### Dataset entries
□ □ □
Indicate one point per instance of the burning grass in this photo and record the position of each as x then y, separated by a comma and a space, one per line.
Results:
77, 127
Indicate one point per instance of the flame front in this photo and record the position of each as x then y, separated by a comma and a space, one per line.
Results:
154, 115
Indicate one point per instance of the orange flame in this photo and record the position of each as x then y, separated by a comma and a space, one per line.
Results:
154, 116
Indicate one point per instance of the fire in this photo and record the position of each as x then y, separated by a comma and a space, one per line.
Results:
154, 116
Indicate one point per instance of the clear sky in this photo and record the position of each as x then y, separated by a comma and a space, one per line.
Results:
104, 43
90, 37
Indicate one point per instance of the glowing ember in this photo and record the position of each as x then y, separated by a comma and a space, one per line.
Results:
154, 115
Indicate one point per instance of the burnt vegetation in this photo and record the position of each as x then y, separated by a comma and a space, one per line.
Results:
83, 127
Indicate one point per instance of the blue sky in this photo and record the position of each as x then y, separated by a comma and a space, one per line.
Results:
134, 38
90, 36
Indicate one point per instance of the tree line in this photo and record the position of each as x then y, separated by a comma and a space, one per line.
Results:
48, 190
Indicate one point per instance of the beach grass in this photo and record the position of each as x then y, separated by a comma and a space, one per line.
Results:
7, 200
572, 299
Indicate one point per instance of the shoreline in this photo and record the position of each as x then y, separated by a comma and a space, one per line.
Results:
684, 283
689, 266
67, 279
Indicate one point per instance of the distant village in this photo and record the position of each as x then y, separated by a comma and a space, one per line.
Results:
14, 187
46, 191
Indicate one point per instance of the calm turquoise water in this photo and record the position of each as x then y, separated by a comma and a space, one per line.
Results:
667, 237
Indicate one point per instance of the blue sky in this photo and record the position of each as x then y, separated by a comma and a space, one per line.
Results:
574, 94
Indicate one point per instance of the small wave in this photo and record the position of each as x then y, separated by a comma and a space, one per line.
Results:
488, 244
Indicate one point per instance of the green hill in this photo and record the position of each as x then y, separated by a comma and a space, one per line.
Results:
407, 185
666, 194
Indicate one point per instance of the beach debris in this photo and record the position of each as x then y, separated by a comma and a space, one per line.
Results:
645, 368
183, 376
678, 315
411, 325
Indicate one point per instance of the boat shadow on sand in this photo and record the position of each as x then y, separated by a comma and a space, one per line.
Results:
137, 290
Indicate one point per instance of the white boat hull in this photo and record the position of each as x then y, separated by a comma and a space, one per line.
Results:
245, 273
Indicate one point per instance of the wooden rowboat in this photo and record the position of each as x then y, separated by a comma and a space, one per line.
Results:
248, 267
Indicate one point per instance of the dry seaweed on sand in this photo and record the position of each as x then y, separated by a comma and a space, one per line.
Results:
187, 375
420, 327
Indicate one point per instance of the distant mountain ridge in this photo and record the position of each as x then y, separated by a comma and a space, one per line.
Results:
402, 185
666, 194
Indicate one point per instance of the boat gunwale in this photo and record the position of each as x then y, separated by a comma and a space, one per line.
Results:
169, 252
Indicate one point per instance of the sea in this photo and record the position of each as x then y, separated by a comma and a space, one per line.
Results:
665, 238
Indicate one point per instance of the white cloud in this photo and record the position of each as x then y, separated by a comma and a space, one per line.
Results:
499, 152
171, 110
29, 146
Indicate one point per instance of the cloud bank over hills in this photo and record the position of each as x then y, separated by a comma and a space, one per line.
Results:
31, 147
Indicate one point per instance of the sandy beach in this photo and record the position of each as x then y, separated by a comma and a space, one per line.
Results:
□ □ □
### What to work on
For the string "cloud", return every line of the data where it appears.

### Written reply
Indicate one point per instance of the white cloud in this photo and record the position of each as x then y, separated by a comma and a space, one per line.
Indicate one point per instance of the cloud bank over hills in this photo and record the position of each as x then y, separated by a comma and a space, one per line.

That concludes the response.